Object point labels:
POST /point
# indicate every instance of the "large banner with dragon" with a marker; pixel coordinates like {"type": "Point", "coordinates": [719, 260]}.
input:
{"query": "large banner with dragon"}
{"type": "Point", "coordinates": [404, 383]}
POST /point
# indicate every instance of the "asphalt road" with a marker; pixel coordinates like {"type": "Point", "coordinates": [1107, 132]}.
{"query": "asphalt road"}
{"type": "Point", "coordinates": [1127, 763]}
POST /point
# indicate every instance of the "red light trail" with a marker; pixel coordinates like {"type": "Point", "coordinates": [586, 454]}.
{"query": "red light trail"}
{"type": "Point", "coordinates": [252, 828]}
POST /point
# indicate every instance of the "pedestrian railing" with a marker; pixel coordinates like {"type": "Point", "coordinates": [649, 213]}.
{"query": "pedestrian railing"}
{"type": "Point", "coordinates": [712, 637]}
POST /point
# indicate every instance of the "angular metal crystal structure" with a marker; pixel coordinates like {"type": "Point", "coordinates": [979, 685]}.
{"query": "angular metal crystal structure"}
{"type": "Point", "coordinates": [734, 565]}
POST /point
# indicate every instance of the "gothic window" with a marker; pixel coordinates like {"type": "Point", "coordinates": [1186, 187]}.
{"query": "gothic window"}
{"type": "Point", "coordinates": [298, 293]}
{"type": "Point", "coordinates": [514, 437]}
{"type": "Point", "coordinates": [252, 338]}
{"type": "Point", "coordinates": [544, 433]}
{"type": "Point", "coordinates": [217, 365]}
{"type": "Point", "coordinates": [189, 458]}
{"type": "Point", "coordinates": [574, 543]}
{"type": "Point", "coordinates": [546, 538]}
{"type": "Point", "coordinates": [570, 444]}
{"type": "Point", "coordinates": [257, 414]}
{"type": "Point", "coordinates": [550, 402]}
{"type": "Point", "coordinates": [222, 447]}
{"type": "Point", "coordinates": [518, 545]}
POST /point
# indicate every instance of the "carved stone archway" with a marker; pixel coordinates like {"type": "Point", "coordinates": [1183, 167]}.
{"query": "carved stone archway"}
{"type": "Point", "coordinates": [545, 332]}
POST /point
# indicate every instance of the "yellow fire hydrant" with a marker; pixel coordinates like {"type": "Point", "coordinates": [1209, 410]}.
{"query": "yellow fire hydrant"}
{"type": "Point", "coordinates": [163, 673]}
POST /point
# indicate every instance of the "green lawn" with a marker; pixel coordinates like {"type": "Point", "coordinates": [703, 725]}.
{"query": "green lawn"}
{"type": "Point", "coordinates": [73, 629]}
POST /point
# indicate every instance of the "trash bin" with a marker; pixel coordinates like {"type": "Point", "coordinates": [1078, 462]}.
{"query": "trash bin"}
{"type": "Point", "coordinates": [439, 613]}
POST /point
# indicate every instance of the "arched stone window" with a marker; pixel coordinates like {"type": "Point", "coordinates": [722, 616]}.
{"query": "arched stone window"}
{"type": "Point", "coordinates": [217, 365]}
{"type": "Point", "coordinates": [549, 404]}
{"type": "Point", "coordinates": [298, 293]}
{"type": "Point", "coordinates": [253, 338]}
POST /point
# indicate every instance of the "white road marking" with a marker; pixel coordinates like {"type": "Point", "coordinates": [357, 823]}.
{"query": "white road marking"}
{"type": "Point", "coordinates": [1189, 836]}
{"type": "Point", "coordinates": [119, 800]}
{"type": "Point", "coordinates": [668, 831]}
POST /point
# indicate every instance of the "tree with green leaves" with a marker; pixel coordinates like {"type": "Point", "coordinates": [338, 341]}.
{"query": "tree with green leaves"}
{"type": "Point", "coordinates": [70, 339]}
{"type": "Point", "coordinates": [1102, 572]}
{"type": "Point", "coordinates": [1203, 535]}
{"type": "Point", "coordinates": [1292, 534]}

Stated goal. Restate all of the entries above precisely.

Answer for this exercise.
POST /point
# indicate every instance of the "large banner with dragon" with a marker; pixel coordinates like {"type": "Point", "coordinates": [719, 260]}.
input:
{"query": "large banner with dragon"}
{"type": "Point", "coordinates": [404, 383]}
POST /point
# indicate every instance of the "asphalt road" with a marker; pixel coordinates like {"type": "Point", "coordinates": [1107, 132]}.
{"query": "asphalt road"}
{"type": "Point", "coordinates": [1127, 763]}
POST /point
# indicate every instance of the "red light trail" with a marker; pixel coordinates like {"type": "Point", "coordinates": [586, 454]}.
{"query": "red light trail"}
{"type": "Point", "coordinates": [252, 828]}
POST /point
# indicate every instance of the "pedestrian railing" with a marker; pixel coordinates like {"type": "Point", "coordinates": [649, 213]}.
{"query": "pedestrian railing"}
{"type": "Point", "coordinates": [712, 637]}
POST /point
# indicate every instance of the "angular metal crystal structure" with a marker; pixel coordinates like {"type": "Point", "coordinates": [979, 685]}.
{"query": "angular metal crystal structure"}
{"type": "Point", "coordinates": [734, 565]}
POST /point
# indicate every instance of the "gothic window" with a marker; pixel coordinates like {"type": "Point", "coordinates": [1186, 187]}.
{"query": "gothic window"}
{"type": "Point", "coordinates": [298, 293]}
{"type": "Point", "coordinates": [514, 437]}
{"type": "Point", "coordinates": [252, 338]}
{"type": "Point", "coordinates": [544, 433]}
{"type": "Point", "coordinates": [217, 365]}
{"type": "Point", "coordinates": [189, 458]}
{"type": "Point", "coordinates": [574, 543]}
{"type": "Point", "coordinates": [546, 538]}
{"type": "Point", "coordinates": [570, 444]}
{"type": "Point", "coordinates": [257, 414]}
{"type": "Point", "coordinates": [550, 402]}
{"type": "Point", "coordinates": [222, 447]}
{"type": "Point", "coordinates": [518, 545]}
POST /point
# indicate every instance of the "carved stone archway" with a marker; pixel coordinates like {"type": "Point", "coordinates": [1183, 167]}.
{"query": "carved stone archway"}
{"type": "Point", "coordinates": [545, 332]}
POST /point
# indicate every instance of the "yellow fire hydrant" with a marker; pixel coordinates like {"type": "Point", "coordinates": [1209, 410]}.
{"query": "yellow fire hydrant"}
{"type": "Point", "coordinates": [163, 673]}
POST /point
# indicate every instance of the "green lawn" with a marker; pixel coordinates like {"type": "Point", "coordinates": [703, 725]}.
{"query": "green lawn"}
{"type": "Point", "coordinates": [73, 629]}
POST /point
# indicate every instance of the "trash bin" with a marker; pixel coordinates like {"type": "Point", "coordinates": [1078, 462]}.
{"query": "trash bin"}
{"type": "Point", "coordinates": [439, 613]}
POST /point
# indicate every instance of the "arched stone window" with a marker; pixel coordinates like {"type": "Point", "coordinates": [722, 616]}.
{"query": "arched stone window"}
{"type": "Point", "coordinates": [217, 365]}
{"type": "Point", "coordinates": [549, 404]}
{"type": "Point", "coordinates": [298, 293]}
{"type": "Point", "coordinates": [253, 338]}
POST /point
# indicate every instance of the "white road marking" with a marker; pixel coordinates like {"type": "Point", "coordinates": [357, 823]}.
{"query": "white road marking"}
{"type": "Point", "coordinates": [1189, 836]}
{"type": "Point", "coordinates": [119, 800]}
{"type": "Point", "coordinates": [668, 831]}
POST /point
# indicate every instance of the "tree with green leaves" with a marker; pixel coordinates like {"type": "Point", "coordinates": [338, 341]}.
{"query": "tree with green leaves"}
{"type": "Point", "coordinates": [70, 339]}
{"type": "Point", "coordinates": [1102, 572]}
{"type": "Point", "coordinates": [1203, 535]}
{"type": "Point", "coordinates": [1292, 534]}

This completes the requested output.